[Begin Entries provided]

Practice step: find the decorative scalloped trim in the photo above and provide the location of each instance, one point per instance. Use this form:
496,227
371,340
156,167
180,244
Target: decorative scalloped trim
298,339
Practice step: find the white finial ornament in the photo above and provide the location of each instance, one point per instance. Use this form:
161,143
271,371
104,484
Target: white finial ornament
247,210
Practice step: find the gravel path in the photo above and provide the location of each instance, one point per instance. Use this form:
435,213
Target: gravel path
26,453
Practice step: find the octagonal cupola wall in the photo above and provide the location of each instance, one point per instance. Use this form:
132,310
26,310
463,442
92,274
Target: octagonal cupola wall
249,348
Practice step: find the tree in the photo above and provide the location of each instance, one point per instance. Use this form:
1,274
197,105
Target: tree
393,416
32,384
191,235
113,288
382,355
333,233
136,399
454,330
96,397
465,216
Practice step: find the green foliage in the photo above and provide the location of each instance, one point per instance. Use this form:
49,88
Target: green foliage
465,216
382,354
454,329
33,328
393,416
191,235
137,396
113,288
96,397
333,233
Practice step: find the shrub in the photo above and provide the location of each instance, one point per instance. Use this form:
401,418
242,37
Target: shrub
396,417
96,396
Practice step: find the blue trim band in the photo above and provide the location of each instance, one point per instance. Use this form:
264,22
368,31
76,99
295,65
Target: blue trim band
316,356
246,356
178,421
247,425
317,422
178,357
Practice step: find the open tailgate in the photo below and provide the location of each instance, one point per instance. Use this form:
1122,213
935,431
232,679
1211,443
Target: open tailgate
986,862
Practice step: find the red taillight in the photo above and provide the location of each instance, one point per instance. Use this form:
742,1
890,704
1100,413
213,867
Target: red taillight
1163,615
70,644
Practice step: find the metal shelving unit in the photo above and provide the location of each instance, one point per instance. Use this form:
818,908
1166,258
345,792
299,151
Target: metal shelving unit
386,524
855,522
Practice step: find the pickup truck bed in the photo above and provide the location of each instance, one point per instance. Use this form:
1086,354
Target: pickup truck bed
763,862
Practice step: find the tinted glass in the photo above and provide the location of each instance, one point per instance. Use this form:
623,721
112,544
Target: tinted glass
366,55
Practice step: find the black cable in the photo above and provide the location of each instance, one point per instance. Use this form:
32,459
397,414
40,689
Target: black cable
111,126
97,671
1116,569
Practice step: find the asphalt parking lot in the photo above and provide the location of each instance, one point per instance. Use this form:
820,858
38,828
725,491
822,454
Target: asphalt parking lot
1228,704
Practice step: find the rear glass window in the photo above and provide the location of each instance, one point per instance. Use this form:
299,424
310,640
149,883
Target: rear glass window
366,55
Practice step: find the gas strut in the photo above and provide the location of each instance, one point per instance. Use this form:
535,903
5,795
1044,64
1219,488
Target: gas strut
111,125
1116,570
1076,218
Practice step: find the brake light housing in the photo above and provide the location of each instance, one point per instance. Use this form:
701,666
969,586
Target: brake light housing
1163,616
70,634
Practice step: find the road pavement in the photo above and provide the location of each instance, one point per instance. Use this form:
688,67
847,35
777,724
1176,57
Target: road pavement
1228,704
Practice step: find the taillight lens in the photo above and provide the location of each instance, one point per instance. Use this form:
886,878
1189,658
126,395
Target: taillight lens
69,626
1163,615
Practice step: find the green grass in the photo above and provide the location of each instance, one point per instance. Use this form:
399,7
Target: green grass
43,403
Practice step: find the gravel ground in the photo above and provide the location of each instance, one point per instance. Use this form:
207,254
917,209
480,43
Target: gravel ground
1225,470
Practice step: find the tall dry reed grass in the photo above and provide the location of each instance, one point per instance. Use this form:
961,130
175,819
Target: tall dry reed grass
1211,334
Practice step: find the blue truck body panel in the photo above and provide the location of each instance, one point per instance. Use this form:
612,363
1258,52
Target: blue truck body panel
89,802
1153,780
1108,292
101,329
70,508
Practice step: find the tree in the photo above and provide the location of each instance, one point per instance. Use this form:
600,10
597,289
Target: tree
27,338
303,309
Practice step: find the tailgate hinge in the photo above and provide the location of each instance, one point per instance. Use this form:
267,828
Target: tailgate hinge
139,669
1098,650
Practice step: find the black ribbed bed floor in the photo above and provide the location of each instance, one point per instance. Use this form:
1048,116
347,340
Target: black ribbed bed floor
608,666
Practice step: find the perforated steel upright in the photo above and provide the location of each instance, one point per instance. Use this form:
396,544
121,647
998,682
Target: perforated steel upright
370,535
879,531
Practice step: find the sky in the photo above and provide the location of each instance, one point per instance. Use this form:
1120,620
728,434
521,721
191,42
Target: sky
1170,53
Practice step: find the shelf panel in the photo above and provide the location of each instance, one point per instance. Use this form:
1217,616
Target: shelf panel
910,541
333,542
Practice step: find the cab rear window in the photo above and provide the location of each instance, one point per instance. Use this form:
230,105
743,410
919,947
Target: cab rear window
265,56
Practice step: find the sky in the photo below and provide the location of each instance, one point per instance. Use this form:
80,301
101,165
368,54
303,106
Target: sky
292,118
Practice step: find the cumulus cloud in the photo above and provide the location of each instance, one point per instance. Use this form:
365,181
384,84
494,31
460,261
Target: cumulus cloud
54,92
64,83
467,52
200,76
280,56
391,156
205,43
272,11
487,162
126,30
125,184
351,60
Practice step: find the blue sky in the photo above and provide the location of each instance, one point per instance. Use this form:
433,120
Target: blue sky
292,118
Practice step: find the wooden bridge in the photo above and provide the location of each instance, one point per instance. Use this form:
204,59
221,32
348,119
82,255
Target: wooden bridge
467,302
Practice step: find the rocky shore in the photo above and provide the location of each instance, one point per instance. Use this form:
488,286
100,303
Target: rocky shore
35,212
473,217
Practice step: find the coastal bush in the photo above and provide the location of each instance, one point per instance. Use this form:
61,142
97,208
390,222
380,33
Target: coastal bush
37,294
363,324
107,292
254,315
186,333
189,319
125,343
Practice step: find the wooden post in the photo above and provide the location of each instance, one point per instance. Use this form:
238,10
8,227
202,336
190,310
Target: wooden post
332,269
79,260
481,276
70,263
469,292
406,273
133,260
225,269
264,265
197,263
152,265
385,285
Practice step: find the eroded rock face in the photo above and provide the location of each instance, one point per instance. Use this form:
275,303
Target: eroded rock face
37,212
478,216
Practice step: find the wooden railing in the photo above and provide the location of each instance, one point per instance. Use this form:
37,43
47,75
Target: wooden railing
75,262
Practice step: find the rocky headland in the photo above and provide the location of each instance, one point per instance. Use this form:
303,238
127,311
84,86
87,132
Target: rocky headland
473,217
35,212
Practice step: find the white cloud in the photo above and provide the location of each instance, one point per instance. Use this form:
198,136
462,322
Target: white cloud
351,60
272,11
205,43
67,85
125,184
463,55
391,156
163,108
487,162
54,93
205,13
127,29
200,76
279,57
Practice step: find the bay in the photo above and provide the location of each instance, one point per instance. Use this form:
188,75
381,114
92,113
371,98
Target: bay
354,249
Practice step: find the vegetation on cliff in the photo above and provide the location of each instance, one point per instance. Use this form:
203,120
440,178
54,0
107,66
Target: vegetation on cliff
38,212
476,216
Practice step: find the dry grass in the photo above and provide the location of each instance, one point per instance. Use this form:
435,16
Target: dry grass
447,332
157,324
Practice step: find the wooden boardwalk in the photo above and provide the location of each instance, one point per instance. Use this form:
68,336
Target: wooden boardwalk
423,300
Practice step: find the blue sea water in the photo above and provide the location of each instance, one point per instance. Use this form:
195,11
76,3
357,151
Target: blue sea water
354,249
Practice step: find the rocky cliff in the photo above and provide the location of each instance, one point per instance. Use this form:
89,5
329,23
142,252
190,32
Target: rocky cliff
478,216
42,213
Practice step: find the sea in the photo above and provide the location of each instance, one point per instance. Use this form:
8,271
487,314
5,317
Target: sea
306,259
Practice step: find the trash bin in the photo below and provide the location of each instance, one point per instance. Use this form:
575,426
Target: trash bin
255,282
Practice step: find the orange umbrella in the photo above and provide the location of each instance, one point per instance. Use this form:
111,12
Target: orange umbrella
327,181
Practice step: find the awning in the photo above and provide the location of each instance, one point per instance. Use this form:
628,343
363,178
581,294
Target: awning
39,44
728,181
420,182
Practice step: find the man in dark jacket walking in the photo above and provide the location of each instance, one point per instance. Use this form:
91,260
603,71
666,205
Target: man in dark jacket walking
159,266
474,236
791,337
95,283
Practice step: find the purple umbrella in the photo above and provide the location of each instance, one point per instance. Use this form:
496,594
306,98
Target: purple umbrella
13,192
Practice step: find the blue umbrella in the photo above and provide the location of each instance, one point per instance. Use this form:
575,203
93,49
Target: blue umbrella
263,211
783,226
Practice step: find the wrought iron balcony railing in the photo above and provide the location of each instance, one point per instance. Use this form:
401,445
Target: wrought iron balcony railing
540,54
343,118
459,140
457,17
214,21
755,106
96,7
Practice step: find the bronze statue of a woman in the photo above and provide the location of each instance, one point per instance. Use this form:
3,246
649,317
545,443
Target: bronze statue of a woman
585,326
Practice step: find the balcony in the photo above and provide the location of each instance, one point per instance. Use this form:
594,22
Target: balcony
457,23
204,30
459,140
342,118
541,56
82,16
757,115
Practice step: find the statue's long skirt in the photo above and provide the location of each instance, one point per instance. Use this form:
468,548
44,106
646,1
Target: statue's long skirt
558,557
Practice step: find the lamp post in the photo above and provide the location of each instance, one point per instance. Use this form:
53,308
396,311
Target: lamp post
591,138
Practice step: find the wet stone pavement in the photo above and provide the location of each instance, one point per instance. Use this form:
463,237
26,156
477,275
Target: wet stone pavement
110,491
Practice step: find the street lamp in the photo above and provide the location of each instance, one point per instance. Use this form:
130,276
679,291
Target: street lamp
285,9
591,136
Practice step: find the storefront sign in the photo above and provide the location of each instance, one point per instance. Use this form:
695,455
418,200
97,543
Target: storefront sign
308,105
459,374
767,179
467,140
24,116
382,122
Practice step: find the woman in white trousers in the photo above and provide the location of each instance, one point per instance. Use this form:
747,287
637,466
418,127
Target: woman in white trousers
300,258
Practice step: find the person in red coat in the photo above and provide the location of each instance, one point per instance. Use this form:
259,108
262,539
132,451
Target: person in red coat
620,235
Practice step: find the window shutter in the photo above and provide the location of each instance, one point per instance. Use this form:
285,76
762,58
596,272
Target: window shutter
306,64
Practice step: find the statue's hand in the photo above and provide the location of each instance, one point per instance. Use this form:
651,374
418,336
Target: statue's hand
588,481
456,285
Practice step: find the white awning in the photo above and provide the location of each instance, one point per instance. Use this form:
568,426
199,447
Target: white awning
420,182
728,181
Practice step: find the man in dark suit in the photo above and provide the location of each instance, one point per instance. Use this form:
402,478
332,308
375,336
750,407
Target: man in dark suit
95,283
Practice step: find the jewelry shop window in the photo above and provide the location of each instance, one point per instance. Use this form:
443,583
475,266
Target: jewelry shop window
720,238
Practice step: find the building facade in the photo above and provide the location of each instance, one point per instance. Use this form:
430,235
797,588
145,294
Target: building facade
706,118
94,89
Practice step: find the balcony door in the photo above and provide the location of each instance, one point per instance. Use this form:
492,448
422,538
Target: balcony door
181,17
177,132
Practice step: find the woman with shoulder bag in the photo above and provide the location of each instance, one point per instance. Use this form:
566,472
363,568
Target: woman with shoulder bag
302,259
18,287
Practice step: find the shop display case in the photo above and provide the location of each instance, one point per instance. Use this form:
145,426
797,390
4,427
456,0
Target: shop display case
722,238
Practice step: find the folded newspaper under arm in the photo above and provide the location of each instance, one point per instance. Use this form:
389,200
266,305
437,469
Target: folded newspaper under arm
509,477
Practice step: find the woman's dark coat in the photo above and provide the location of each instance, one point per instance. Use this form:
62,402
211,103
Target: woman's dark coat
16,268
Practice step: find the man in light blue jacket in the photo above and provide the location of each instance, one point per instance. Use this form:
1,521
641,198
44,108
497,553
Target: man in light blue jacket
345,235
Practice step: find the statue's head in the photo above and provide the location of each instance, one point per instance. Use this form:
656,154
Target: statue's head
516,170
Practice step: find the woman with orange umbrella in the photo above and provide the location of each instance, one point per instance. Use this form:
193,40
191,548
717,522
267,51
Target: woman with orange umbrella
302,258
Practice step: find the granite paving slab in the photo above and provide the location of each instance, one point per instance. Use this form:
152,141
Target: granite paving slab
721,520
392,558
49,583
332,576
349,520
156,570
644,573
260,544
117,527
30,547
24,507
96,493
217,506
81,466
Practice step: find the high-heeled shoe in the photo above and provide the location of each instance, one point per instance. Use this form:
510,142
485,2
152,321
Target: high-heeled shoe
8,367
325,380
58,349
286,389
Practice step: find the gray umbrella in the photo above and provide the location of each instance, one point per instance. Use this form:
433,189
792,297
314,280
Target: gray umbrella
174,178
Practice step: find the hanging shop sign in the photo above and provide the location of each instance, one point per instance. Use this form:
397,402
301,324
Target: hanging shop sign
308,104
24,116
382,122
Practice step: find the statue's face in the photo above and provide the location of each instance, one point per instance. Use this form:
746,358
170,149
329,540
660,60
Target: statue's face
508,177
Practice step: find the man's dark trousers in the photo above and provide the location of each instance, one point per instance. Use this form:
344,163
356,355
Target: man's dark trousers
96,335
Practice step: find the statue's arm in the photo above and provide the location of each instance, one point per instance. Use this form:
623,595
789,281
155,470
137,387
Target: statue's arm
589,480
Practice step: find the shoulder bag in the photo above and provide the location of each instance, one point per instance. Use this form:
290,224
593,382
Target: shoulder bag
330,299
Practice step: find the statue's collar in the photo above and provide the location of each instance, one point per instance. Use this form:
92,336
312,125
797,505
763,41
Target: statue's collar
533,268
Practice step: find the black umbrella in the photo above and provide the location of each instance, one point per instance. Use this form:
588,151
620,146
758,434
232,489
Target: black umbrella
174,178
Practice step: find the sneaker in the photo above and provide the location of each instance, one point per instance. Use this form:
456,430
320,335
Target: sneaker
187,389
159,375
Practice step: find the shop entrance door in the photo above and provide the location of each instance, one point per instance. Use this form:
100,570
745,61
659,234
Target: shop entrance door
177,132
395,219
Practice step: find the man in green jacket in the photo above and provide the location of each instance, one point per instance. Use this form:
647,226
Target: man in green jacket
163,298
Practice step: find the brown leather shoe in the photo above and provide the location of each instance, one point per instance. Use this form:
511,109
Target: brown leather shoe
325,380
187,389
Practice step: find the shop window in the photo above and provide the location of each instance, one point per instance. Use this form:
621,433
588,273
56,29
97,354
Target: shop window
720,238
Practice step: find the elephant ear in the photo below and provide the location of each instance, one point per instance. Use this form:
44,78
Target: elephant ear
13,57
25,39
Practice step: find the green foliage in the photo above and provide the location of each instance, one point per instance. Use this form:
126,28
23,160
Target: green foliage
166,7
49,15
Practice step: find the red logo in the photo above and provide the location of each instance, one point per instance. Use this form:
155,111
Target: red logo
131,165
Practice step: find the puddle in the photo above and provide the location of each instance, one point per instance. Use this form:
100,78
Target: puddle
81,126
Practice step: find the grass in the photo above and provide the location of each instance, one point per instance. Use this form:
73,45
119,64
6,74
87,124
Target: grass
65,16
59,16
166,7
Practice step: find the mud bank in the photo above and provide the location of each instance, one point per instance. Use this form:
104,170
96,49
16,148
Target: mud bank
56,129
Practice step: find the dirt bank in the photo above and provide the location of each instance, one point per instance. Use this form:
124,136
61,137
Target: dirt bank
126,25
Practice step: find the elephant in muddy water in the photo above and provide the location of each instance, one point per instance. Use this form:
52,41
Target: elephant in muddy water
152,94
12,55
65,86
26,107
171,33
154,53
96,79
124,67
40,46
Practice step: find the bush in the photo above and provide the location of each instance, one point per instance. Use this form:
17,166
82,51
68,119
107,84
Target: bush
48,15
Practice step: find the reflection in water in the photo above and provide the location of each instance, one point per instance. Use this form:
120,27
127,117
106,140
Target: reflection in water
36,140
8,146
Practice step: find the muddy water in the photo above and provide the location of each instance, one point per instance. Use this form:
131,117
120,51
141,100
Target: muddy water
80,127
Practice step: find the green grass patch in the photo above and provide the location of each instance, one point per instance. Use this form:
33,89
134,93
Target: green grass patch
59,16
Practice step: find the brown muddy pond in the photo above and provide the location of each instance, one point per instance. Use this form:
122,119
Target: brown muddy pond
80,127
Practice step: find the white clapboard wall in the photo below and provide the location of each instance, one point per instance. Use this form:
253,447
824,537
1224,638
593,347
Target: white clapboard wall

[End Entries provided]

Your instructions → Arrange the lines of the listing as a Markdown table with the columns "Row" and "Listing line", numbering each line and skipping blank ones. Cover only the lines from the one containing "Practice step: find the white clapboard" through the end of the listing, both included.

The result →
| Row | Listing line |
|---|---|
| 1 | Practice step: find the white clapboard wall in the photo below and provide the location of each instance, one point per instance. Use this form: |
| 2 | 253,447 |
| 3 | 824,537 |
| 4 | 1224,638 |
| 5 | 593,347 |
| 6 | Target: white clapboard wall |